Verilen metin:
Cumhurbaşkanı ve AK Parti Genel Başkanı Recep Tayyip Erdoğan'ın, İzmir'e yönelik "Çöp, çamur, çukur" eleştirisinin hatırlatılması üzerine konuşan Bakan, "Erdoğan'ın mitinglerde yaptığı konuşmalara baktığınızda, yayınladığı videolara baktığınızda siyaseti yalan üzerine inşa ettiklerini görüyorsunuz. Bir yalan söylüyorlar ve o yalanı tekrarlayarak, ellerindeki konvansiyonel medyayla toplumu o yalana inandırmaya çalışıyorlar. İzmir cennet gibi bir kent, ben nereye gitsem herkes İzmir'de yaşamayı hayal ediyor. Bu söylenen şey doğru değil, ciddiye almıyorum" açıklamasında bulundu. 

"BUNLARA 'BAKAN' DEĞİL 'TOPAL ÖRDEK' DEMEK LAZIM"

İzmir milletvekili adayı olan Gençlik ve Spor Bakanı Mehmet Kasapoğlu'nun, İzmir'de bir karşılığı olmadığını dile getiren Bakan, "Bu arkadaştan önce gelen Bakanların hiçbirini İzmir benimsemedi. Binali Yıldırım geldi, dersini aldı, İzmir'de girdiği tüm seçimleri kaybetti. Ardından Nihat Zeybekçi geldi, İzmir ona şamarı vurdu gönderdi. Şimdi Kasapoğlu, o da bu şamarı yiyecek. Yok zaten kentte. Buradan aday olması da bir etki yaratmadı hatta negatif etki yarattı. İzmir ithal adayı sevmez. Dolayısıyla Kasapoğlu'nun burada varlığının, yokluğunun bizim için bir önemi yok. Zaten Bakan da değil artık. Bunlara topal ördek demek lazım. Bizim gibi milletvekili olacak ve parlamentoya girecek. Bakan değil, sadece Bakanlığın kamu olanaklarını kullanan siyasetçiler bunlar. Ahlaki olarak yapmamaları gereken bir şeyi yapıyorlar, kamu olanaklarını, Bakanlığın kendisine sunduğu olanakları kullanarak seçim kampanyası yürütüyorlar ama beyhude. Toplum bunları gönüllerinden silmiş. Ne yaparlarsa yapsınlar, bir etkisi olmaz İzmir'de Kasapoğlu'nun" dedi. 

"BİZ HERKESİN OYUNA TALİBİZ"

Listelenen kayıtlar:

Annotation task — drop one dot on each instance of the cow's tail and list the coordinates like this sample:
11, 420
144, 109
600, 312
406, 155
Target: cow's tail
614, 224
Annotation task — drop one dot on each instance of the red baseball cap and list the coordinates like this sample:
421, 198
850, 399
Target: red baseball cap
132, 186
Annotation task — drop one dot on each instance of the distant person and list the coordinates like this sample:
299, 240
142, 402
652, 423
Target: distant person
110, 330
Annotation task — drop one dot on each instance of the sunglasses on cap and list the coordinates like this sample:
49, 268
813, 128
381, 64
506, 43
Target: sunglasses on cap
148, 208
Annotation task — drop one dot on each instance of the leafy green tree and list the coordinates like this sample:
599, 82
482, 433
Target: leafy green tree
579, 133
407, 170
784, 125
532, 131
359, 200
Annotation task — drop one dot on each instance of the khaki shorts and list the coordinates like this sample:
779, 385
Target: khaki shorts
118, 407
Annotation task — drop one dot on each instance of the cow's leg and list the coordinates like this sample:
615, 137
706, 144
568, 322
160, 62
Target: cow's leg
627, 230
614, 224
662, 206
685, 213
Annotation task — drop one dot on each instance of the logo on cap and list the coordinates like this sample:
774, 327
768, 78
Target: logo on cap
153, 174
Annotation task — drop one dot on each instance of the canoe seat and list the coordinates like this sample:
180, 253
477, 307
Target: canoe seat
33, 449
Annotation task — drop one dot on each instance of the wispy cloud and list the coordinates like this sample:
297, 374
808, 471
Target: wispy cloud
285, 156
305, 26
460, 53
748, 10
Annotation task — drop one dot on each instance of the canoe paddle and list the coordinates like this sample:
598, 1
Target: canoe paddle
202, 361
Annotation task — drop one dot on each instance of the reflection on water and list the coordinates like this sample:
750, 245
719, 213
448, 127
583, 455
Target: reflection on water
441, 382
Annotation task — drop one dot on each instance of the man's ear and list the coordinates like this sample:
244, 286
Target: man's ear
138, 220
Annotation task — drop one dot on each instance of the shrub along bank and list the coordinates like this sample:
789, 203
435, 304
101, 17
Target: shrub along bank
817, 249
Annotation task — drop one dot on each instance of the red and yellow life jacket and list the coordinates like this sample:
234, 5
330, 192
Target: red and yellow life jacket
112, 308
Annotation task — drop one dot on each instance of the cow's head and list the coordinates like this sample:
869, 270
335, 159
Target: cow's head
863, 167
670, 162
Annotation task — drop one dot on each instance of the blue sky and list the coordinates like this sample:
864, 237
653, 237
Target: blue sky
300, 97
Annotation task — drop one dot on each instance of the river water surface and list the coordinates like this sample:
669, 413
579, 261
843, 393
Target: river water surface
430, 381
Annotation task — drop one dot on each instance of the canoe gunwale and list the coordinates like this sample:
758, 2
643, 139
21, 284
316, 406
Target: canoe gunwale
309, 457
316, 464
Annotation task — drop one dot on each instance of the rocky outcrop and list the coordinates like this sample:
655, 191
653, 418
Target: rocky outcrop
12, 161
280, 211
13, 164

Göreviniz: Verilen metinde adı geçen kişiler kimlerdir? Metindeki geçiş sırasına göre listeleyin.

Yanıt:
1. Recep Tayyip Erdoğan
2. Mehmet Kasapoğlu
3. Binali Yıldırım
4. Nihat Zeybekçi